TASK DESCRIPTION: Count the lines in the data below that contain the string "wooden". Reply with that number alone.

RECORDS SUPPLIED:
==============================

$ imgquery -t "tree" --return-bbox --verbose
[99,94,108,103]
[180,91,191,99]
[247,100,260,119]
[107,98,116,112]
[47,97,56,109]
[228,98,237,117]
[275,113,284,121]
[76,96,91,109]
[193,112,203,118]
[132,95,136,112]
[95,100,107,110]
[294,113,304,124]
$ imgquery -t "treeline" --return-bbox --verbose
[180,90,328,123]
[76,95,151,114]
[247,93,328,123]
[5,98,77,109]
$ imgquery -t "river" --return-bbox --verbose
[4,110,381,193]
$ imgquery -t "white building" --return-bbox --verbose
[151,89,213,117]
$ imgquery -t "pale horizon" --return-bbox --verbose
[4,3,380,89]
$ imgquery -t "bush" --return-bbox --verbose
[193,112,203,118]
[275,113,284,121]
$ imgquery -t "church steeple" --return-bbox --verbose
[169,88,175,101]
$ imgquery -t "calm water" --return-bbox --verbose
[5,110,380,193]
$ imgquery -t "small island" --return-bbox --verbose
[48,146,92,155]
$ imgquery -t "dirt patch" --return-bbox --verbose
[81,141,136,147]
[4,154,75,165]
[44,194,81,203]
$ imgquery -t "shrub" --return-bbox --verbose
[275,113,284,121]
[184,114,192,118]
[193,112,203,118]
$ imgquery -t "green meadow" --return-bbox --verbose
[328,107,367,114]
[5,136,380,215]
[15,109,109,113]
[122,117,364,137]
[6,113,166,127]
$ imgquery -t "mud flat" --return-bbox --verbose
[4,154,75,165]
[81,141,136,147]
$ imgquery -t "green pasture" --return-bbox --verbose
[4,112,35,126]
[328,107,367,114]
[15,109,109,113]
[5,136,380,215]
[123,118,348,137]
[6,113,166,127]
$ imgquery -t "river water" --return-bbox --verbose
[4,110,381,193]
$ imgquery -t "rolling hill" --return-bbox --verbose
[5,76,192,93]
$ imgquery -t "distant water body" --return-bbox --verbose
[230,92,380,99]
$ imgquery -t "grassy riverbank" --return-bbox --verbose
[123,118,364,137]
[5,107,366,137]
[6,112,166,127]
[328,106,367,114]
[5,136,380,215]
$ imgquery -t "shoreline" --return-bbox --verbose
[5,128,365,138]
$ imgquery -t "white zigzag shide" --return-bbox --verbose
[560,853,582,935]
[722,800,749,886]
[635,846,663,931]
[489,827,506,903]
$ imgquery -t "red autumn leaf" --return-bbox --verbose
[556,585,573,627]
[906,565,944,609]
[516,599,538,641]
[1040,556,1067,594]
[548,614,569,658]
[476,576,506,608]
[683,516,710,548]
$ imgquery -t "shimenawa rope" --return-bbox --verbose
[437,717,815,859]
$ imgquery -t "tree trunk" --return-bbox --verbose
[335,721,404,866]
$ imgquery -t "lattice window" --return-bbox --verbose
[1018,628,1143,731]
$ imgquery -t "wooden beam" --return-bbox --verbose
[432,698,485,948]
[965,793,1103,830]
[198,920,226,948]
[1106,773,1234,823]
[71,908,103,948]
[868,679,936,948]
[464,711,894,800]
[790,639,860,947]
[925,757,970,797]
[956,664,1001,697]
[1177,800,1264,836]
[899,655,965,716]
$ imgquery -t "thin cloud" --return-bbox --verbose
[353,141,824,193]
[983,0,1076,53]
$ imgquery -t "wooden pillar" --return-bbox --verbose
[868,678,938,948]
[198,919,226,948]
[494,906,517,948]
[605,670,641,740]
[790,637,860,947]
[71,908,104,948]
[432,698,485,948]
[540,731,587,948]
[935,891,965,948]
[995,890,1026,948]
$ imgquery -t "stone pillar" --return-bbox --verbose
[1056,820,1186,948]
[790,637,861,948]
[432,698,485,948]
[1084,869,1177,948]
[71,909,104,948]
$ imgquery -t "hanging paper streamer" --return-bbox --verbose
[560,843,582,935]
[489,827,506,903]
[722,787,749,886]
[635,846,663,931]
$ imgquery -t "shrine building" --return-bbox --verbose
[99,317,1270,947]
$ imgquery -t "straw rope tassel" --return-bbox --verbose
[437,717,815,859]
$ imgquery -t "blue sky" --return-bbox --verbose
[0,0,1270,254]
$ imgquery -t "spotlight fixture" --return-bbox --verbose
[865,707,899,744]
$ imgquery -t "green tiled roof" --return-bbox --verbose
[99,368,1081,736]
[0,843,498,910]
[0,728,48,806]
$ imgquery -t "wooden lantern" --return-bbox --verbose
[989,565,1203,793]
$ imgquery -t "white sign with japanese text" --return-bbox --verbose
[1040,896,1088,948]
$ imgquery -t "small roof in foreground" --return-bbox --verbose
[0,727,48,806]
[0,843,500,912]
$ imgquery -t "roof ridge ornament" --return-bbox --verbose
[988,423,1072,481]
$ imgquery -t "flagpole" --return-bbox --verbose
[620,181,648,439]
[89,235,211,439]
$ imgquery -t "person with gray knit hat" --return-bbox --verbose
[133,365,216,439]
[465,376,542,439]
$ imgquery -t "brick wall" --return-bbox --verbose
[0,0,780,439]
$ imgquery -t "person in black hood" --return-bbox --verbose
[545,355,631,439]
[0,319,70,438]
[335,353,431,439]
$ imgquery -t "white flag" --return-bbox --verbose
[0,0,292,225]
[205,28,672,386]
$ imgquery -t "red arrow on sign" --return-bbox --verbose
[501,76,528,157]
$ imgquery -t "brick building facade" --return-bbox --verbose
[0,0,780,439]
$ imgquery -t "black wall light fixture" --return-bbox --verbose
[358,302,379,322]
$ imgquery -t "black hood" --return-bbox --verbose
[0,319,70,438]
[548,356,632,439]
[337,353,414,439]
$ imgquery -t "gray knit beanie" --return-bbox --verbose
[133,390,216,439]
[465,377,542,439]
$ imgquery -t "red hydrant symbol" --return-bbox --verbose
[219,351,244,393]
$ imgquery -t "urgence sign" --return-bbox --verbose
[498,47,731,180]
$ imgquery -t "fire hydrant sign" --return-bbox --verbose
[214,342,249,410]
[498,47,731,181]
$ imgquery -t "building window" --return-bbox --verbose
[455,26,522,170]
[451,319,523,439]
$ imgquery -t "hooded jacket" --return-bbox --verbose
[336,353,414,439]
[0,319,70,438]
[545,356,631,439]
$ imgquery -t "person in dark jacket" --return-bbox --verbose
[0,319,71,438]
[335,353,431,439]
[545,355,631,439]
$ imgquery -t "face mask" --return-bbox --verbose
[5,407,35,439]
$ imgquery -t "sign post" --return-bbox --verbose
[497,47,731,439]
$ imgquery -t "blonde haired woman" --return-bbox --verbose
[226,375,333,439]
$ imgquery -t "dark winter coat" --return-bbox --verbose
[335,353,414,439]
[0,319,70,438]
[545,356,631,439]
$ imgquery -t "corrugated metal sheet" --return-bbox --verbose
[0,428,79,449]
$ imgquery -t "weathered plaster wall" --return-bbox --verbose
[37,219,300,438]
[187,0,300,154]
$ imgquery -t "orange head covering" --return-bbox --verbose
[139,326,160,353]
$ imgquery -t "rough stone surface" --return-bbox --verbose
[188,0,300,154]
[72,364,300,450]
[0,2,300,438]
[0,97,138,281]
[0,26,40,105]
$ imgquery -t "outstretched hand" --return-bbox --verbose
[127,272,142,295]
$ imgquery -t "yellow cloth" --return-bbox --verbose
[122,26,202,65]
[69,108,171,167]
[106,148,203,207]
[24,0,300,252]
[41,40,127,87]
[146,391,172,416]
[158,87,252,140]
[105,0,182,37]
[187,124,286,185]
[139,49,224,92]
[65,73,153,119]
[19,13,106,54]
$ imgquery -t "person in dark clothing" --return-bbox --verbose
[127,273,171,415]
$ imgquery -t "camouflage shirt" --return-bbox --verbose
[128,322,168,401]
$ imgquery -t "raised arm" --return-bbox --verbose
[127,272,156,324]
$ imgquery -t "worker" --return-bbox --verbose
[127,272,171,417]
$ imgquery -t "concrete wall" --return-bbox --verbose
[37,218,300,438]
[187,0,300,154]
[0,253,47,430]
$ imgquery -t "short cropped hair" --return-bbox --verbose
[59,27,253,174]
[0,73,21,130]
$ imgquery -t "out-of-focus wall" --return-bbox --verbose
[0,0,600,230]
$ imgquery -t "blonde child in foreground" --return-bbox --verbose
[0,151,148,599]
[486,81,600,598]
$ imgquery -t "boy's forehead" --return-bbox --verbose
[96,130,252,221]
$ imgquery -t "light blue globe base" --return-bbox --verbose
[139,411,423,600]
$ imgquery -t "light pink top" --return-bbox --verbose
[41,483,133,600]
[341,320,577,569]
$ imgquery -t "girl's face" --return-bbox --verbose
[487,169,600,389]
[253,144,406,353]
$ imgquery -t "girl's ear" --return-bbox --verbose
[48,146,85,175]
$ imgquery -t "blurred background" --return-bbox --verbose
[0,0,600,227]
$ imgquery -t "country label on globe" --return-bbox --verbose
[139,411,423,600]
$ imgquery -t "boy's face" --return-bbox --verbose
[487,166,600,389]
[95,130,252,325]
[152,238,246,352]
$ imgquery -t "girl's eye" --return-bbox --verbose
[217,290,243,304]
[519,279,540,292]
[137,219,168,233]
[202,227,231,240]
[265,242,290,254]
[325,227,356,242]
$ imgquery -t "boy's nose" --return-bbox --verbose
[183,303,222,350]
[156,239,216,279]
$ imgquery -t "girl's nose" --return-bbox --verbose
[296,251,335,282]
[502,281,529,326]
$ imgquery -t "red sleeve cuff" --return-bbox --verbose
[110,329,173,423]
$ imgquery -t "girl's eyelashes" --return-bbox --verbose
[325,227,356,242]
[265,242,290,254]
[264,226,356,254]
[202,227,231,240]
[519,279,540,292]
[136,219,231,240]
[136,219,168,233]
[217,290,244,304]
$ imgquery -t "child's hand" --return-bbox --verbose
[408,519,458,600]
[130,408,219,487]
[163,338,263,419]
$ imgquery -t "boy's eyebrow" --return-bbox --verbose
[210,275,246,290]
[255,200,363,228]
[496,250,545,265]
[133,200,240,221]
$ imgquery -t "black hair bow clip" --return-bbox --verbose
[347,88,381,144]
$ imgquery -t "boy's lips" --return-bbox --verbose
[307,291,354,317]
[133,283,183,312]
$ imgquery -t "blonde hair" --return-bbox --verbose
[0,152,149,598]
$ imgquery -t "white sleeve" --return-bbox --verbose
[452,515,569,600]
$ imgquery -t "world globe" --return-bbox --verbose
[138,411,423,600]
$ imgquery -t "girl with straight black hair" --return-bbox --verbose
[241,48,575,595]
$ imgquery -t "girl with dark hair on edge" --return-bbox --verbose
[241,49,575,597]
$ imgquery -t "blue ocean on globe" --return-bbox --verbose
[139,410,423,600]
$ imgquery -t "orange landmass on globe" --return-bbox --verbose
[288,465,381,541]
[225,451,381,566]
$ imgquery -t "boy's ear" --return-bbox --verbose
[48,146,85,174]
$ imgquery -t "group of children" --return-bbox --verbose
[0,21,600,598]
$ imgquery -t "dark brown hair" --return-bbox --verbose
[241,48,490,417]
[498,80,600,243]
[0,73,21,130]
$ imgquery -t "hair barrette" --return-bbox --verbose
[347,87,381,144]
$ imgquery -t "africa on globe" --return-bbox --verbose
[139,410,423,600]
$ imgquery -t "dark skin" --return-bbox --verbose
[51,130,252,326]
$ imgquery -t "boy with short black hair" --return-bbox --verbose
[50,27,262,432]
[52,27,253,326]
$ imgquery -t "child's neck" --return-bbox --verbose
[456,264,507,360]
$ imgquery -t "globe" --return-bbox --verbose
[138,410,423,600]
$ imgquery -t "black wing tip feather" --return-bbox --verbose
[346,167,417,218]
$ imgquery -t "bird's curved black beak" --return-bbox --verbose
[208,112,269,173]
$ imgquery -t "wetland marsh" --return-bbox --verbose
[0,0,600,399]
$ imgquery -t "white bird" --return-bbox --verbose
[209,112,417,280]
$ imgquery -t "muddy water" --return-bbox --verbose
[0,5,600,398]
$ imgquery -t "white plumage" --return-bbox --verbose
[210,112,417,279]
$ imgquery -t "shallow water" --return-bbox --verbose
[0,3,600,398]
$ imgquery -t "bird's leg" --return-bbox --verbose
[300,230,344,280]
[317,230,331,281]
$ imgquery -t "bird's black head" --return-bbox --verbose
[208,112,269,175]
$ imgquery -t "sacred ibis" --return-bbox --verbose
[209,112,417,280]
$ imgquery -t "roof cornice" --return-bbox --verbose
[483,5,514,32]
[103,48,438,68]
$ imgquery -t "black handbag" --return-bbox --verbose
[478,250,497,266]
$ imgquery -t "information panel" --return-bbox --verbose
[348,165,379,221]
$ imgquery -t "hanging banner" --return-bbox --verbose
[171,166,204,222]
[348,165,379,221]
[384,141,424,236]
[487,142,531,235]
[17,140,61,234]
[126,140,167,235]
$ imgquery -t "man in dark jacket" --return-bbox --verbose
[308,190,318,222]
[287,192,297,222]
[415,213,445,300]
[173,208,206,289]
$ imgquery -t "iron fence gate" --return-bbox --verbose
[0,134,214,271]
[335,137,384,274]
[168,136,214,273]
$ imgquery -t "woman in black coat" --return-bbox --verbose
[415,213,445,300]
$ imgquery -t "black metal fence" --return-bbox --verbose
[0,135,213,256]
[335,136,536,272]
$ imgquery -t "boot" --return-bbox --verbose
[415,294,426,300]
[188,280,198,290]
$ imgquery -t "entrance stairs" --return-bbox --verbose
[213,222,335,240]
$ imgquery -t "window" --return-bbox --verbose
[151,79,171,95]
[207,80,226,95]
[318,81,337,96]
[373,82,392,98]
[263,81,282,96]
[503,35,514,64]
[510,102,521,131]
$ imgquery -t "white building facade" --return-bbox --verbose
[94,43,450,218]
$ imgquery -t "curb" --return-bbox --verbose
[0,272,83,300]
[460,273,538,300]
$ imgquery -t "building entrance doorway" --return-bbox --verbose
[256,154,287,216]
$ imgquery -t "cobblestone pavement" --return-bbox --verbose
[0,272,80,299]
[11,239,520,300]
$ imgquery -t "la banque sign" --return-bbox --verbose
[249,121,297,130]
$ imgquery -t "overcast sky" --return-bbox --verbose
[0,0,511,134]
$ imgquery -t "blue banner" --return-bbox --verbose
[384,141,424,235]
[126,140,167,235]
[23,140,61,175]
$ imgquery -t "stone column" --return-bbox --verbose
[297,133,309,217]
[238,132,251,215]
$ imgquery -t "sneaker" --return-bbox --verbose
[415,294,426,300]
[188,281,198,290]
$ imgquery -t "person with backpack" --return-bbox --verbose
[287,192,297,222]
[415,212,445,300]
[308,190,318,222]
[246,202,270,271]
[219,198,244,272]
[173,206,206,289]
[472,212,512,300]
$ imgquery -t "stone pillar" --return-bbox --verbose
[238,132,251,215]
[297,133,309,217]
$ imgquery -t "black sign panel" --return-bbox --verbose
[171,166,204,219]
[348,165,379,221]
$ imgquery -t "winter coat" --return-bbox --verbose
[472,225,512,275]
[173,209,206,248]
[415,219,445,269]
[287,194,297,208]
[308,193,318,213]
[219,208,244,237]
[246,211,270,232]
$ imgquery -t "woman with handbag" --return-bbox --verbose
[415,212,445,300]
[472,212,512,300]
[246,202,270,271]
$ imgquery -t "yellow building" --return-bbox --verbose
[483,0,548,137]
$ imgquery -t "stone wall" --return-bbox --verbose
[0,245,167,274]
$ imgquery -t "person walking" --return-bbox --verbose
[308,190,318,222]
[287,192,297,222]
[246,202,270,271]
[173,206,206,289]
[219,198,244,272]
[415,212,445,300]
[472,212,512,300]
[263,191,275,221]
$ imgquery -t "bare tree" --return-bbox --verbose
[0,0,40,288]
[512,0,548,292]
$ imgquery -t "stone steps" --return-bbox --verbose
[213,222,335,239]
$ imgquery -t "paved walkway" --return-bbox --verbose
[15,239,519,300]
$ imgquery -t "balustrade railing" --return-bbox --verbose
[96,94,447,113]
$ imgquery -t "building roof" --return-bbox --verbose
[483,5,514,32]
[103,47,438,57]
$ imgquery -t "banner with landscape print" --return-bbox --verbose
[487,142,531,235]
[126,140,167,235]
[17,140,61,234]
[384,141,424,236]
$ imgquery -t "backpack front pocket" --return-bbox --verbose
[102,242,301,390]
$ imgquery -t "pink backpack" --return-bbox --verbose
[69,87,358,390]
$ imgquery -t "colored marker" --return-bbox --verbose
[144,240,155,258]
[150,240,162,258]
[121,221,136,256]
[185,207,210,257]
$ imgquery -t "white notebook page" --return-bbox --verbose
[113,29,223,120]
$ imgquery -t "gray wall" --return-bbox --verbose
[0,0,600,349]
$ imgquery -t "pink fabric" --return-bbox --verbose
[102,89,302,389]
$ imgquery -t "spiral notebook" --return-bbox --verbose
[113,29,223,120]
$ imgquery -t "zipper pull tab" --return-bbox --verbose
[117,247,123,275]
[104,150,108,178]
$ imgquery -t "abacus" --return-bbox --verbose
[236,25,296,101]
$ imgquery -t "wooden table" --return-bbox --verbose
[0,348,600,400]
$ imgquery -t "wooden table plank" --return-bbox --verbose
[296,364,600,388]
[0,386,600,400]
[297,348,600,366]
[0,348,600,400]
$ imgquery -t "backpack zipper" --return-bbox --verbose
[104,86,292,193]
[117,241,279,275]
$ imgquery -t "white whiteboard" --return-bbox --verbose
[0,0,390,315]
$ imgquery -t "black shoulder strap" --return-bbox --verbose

==============================

FULL OUTPUT: 5